[Excerpts from a point labeling dataset]
------------------------------
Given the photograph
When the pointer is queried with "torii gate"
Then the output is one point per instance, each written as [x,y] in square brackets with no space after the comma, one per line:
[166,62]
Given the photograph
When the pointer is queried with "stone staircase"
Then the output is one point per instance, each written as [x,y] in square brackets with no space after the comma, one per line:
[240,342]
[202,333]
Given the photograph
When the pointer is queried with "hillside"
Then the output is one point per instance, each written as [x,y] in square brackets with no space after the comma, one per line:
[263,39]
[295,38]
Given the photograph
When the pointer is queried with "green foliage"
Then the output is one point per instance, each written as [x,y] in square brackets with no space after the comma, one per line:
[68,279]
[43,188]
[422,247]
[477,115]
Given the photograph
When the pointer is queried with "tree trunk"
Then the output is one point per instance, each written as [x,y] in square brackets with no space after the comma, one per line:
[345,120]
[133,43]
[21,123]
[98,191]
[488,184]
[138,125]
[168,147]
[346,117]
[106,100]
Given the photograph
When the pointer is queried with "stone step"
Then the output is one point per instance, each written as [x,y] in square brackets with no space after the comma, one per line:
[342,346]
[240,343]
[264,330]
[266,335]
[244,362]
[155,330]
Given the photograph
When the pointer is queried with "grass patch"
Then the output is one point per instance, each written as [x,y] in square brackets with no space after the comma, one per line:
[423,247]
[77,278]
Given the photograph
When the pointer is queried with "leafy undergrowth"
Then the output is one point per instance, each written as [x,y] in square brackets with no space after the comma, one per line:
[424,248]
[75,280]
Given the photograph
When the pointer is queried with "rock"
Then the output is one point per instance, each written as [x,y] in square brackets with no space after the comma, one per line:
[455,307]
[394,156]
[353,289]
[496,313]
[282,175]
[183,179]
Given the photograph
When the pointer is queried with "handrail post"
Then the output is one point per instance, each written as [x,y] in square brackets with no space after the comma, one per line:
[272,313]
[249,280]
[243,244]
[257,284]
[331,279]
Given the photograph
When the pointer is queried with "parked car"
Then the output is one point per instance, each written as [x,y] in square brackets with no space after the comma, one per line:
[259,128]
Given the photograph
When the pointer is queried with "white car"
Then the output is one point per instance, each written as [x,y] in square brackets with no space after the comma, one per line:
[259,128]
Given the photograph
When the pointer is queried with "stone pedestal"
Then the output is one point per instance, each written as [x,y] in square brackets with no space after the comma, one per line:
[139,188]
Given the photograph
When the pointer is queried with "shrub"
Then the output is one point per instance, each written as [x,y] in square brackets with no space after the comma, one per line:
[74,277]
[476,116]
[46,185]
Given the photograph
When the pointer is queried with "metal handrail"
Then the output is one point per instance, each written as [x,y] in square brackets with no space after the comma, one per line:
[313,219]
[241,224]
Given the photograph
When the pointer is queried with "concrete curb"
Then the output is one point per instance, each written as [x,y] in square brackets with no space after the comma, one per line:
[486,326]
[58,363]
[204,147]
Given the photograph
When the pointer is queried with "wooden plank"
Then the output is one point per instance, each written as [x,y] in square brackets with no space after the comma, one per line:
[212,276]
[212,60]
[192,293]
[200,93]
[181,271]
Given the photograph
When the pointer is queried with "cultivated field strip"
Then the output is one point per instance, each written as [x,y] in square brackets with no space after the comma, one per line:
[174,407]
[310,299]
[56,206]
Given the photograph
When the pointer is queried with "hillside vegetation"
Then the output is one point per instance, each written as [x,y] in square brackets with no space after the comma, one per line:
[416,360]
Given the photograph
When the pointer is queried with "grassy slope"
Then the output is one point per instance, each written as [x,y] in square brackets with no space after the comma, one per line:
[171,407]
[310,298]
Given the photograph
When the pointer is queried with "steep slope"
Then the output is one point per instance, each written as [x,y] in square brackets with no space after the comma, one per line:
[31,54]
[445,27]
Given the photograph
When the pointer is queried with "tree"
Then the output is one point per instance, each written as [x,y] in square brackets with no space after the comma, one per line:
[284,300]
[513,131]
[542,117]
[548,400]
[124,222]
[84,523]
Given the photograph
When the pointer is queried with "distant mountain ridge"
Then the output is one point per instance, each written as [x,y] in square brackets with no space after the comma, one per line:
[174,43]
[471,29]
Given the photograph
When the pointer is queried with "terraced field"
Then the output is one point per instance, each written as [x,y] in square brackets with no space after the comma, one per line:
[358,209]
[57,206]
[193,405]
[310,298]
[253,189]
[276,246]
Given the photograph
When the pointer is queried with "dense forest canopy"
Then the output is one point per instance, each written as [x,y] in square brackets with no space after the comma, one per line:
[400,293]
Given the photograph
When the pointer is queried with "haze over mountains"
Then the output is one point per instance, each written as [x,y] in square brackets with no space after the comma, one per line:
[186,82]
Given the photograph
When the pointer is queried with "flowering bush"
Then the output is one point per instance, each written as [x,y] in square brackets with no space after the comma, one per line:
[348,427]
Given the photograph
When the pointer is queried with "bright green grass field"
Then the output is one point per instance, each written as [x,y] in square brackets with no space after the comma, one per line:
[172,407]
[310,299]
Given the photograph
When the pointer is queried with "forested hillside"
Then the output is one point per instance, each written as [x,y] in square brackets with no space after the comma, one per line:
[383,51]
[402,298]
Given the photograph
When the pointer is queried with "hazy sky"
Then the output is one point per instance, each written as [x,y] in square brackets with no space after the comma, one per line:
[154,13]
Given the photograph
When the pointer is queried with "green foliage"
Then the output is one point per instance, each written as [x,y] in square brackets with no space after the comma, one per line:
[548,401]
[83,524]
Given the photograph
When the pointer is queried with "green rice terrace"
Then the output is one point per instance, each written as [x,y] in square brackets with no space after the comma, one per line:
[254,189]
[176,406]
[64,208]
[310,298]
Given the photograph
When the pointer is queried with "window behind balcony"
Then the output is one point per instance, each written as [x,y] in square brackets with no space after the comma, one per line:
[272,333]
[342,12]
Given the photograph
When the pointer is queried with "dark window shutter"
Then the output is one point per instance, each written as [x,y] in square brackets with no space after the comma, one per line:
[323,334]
------------------------------
#### Task instructions:
Pick out every line of the rows that contains the string "stone", and copy each one.

#### Result for this exercise:
When the pointer is queried with "stone staircase"
When the pointer is queried with "stone step"
When the pointer is queried with "stone pedestal"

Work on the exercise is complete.